Task description
What lines below include the word "uppermost"? Copy each one.

Input for this task
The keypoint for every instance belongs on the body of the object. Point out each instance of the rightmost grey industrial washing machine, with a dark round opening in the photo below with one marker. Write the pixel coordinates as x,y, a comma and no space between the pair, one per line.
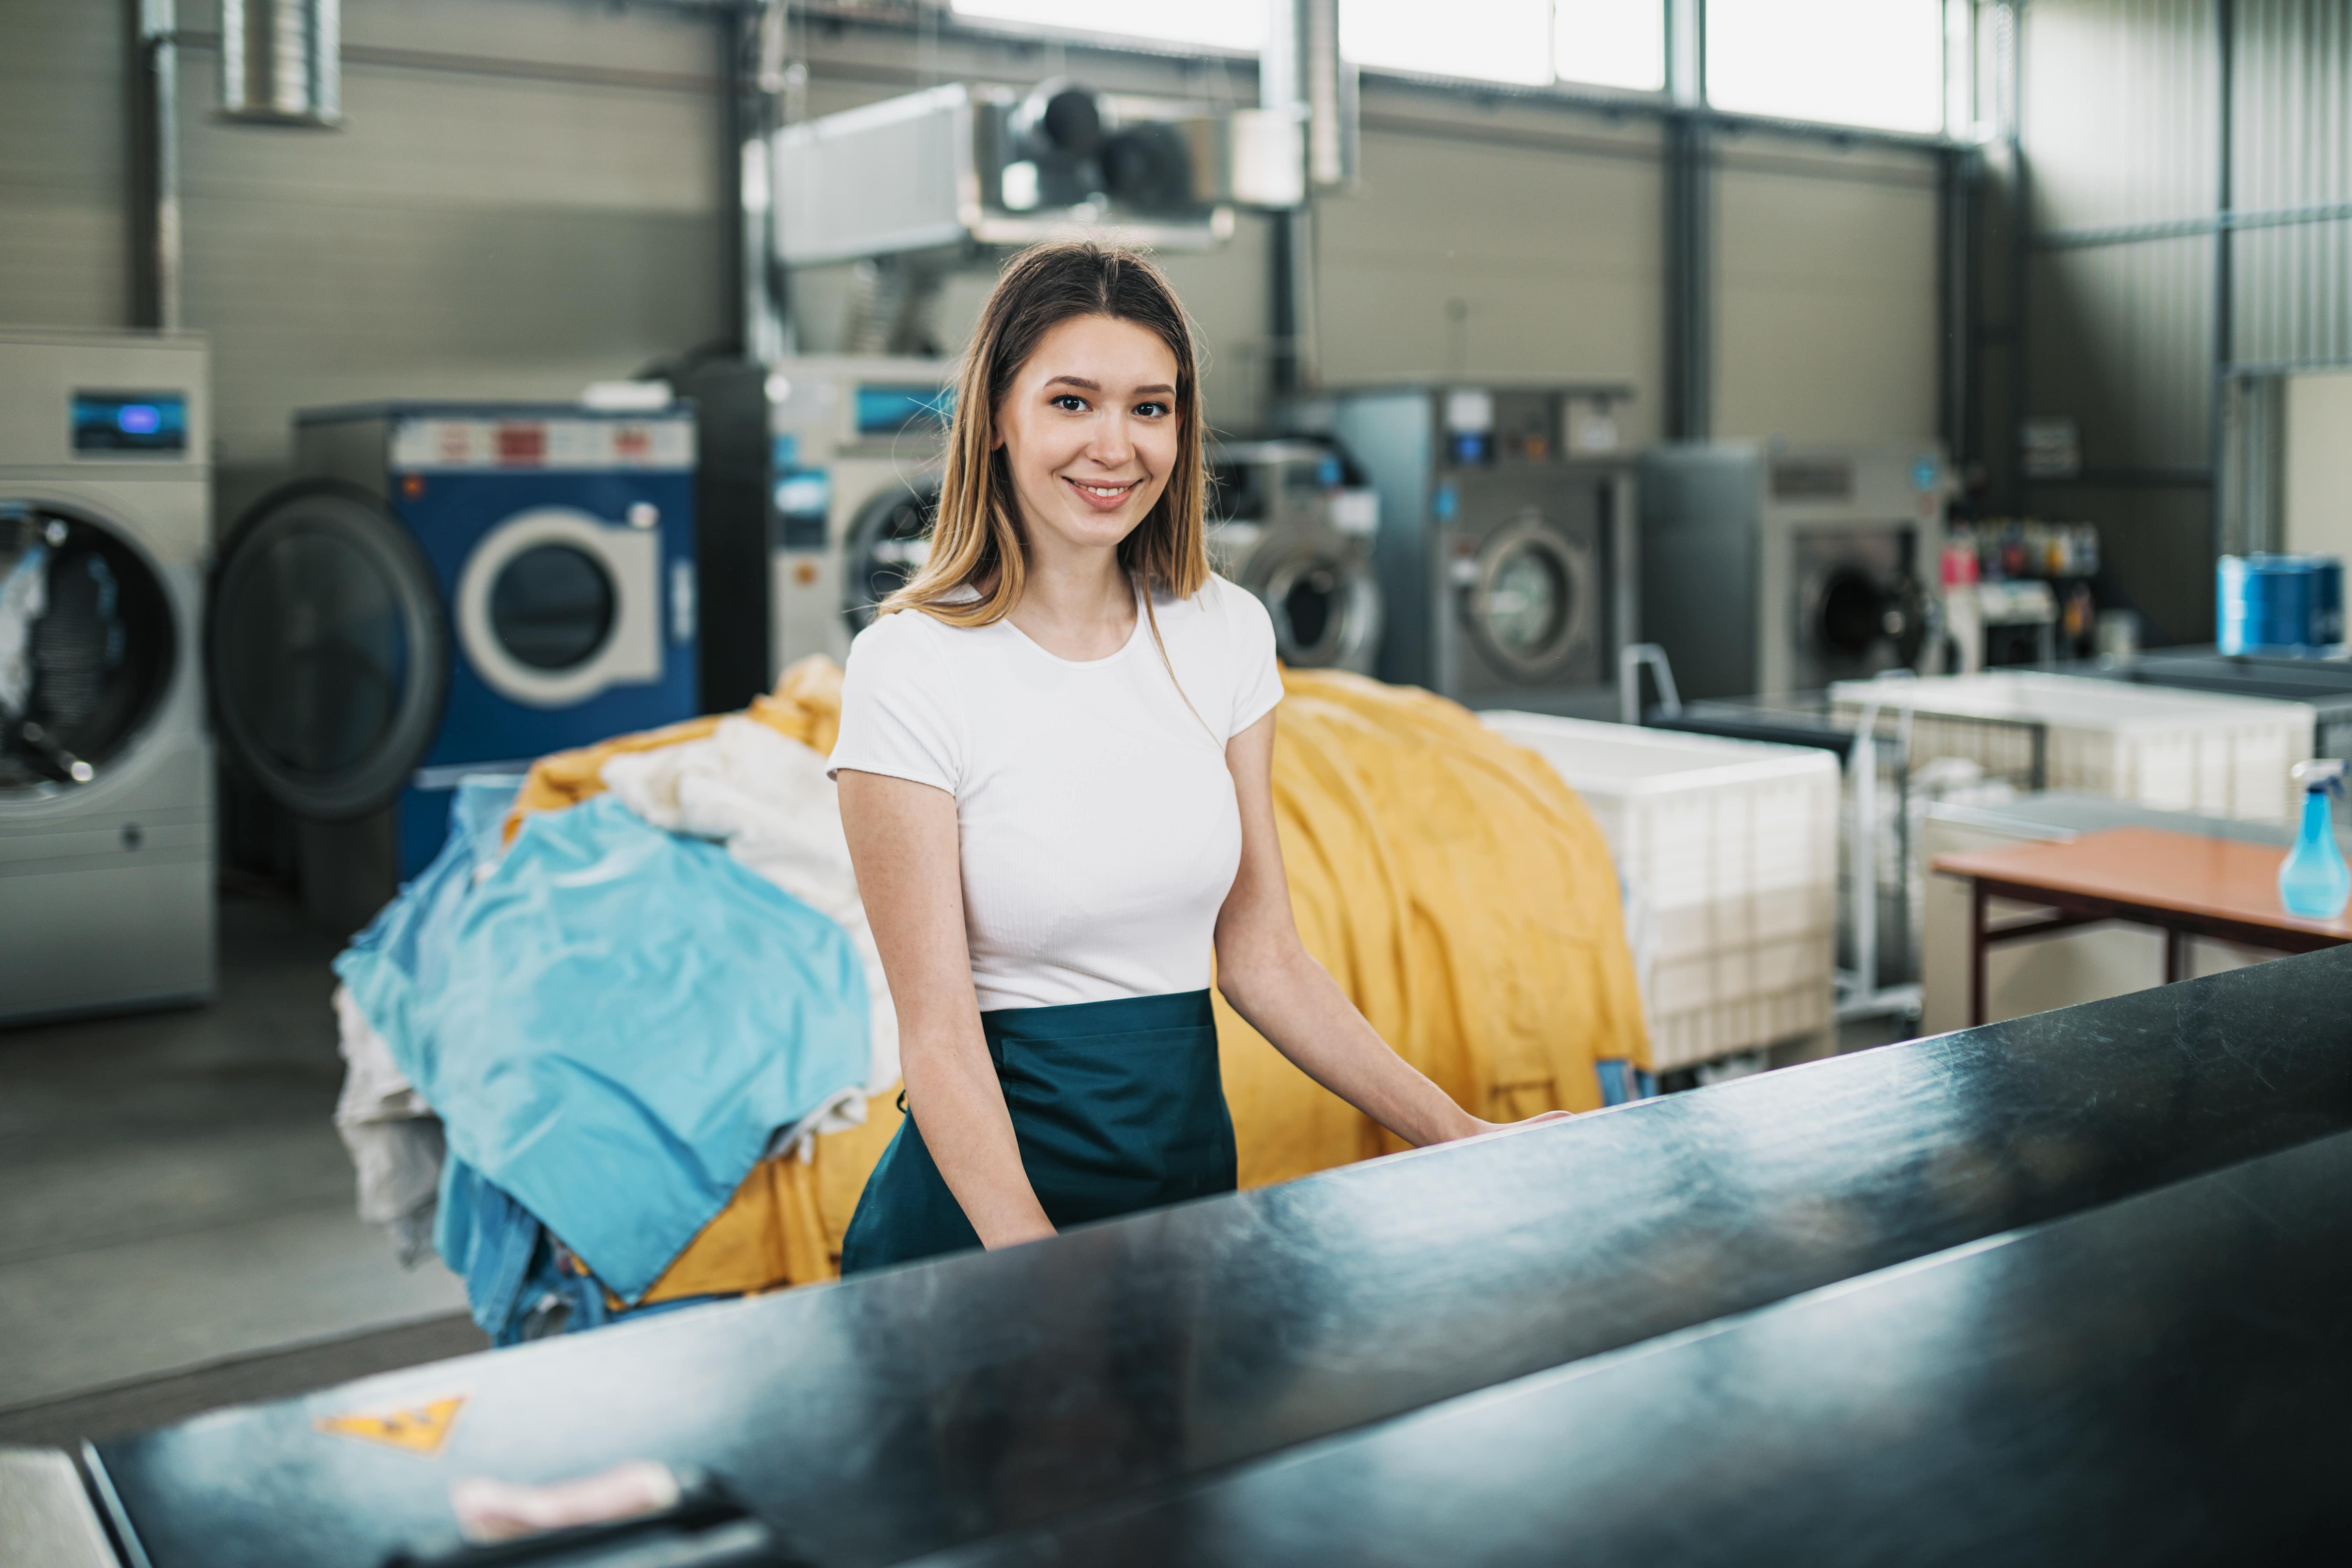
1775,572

---

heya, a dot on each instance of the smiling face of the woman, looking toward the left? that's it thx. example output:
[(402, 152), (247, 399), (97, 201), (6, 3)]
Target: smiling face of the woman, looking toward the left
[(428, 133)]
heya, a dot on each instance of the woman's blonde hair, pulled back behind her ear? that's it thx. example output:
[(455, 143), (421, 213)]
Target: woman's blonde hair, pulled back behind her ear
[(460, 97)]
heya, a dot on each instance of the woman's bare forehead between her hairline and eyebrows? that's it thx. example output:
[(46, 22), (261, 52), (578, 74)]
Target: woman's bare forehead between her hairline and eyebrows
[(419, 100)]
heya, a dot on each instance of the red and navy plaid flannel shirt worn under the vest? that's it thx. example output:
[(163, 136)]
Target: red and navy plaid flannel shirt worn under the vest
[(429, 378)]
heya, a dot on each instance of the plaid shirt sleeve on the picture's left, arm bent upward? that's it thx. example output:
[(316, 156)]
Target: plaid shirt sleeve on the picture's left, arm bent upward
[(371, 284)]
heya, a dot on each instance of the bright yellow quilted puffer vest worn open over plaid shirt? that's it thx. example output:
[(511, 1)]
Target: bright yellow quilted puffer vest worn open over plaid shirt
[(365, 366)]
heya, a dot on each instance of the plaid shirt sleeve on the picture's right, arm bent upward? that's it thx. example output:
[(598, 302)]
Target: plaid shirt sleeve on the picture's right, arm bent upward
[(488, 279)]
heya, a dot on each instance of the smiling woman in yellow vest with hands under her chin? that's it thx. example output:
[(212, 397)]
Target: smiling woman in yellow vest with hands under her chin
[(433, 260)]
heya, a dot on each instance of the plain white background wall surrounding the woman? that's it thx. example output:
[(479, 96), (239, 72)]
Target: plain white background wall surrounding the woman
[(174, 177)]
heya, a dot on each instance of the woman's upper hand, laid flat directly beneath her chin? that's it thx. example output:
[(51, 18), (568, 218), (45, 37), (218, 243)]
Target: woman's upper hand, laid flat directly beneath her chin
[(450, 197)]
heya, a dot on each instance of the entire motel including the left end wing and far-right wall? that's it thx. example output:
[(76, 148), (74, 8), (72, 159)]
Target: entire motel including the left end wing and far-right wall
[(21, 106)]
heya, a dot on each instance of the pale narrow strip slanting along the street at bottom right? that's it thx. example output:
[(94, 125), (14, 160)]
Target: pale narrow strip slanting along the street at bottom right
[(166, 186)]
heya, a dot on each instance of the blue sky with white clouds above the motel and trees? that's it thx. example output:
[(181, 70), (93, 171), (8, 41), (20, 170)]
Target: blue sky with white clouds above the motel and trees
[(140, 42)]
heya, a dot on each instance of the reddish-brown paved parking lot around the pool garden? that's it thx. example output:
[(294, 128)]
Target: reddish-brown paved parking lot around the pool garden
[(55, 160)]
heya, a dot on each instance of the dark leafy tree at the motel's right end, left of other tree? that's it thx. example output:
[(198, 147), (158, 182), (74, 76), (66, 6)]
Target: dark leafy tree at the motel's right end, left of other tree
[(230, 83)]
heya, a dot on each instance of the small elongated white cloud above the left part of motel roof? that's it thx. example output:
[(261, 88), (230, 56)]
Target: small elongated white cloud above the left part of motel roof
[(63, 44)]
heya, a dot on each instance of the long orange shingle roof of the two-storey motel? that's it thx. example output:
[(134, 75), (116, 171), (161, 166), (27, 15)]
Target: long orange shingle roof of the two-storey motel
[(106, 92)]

* * *

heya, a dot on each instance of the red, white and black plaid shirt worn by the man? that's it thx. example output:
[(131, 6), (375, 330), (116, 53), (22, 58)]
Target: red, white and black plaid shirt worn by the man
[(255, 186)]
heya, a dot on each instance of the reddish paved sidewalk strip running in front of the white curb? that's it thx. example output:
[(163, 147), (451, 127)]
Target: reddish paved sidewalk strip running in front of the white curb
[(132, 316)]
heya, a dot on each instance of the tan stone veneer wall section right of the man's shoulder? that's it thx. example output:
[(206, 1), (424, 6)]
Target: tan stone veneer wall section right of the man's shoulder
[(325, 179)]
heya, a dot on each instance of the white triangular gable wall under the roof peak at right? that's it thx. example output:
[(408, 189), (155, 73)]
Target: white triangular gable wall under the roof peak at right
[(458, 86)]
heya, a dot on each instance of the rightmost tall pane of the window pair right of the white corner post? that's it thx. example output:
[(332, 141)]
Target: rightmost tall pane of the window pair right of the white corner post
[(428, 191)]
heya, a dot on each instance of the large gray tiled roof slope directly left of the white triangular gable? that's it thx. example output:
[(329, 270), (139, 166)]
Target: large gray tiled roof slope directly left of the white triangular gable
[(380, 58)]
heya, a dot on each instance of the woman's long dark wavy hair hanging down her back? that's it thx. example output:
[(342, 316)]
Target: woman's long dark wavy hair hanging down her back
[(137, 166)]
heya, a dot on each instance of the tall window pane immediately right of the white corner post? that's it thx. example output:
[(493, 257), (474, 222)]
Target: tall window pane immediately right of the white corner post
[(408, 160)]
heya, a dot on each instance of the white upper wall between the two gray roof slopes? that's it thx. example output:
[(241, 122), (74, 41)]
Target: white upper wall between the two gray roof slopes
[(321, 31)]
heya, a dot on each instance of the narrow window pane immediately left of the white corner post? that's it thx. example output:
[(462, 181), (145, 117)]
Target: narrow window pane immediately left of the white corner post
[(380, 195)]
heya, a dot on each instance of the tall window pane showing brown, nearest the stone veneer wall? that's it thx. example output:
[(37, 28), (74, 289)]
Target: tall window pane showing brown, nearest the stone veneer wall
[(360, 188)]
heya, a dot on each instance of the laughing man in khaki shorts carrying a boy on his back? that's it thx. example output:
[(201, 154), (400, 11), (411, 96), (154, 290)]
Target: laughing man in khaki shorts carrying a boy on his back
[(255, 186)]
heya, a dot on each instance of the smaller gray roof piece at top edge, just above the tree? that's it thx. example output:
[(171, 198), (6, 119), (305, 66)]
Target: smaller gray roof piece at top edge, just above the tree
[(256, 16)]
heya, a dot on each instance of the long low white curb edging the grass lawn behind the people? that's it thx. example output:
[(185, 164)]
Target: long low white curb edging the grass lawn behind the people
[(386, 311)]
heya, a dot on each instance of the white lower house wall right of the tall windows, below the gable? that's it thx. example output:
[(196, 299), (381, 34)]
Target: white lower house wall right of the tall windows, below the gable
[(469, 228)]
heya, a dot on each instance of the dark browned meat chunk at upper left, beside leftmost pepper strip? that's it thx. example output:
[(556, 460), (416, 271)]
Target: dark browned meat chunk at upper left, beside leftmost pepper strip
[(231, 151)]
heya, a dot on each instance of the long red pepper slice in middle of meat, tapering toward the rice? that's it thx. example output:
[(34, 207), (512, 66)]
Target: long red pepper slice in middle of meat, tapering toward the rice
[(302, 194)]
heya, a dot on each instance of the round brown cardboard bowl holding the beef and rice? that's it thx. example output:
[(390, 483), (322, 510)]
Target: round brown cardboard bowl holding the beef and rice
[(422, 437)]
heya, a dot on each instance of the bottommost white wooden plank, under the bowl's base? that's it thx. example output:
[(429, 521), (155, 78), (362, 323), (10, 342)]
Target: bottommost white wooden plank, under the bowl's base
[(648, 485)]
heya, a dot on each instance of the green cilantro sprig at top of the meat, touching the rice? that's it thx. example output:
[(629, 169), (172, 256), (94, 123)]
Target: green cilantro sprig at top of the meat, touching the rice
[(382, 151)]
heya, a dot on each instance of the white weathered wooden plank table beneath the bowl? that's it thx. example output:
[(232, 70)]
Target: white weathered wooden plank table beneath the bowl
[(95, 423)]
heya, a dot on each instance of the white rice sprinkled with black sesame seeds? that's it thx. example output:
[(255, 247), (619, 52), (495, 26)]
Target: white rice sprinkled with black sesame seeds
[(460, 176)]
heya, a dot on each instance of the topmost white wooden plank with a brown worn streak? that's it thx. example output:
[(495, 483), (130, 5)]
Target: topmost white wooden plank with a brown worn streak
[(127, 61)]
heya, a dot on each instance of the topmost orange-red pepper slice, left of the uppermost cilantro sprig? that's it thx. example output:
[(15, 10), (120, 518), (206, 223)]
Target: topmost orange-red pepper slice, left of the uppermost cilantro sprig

Result of this exercise
heya, a dot on each instance of the topmost orange-red pepper slice, left of the uppermost cilantro sprig? that's it thx. example output:
Target: topmost orange-red pepper slice, left of the uppermost cilantro sprig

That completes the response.